Source passage:
It represents a novel way of performing this piece that resulted in a variant
that has not been heard nor played before. At what point this particular
idiosyncratic application of the inversion technique is considered a mode
in the Chaozhou musical sense is hard to say. Perhaps with the passage
of time and frequent renditions of more than one melody in this manner,
it would have the same legitimacy as all the other diaoti I have
discussed earlier. We should therefore probably rethink what constitutes
a mode in the context of Chaozhou xianshi and add this to the list
of its defining parameters.
Summary and Conclusion Modality is a key feature of Chaozhou xianshi music wherein variants of the same qupai or tunes have developed by means of variation based on a complex system of modes. Compared to the notion of mode in other Chinese music traditions, the concept of mode here is broader, extending beyond aspects of tonality to focus on melodic details of a higher order. For this reason, I chose to use the more inclusive term, diaoti, introduced by Su and Chen (1989), instead of diao, diaoshi and diaoxing, which are commonly used in Chinese music theory to refer to to a more limited notion of mode that relates mainly to scale and tonality. The broader conceptualization of mode in Chaozhou xianshi music, I believe, has allowed the continued generation of new diaoti and new modal variants of qupai in addition to the ones already established by tradition.

Data block:
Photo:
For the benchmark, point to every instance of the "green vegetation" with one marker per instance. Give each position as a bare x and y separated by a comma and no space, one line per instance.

Written request:
Please extract the part of the Chaozhou xianshi passage above from "It represents a" to "its defining parameters.", copying it word for word.

Output below:
It represents a novel way of performing this piece that resulted in a variant
that has not been heard nor played before. At what point this particular
idiosyncratic application of the inversion technique is considered a mode
in the Chaozhou musical sense is hard to say. Perhaps with the passage
of time and frequent renditions of more than one melody in this manner,
it would have the same legitimacy as all the other diaoti I have
discussed earlier. We should therefore probably rethink what constitutes
a mode in the context of Chaozhou xianshi and add this to the list
of its defining parameters.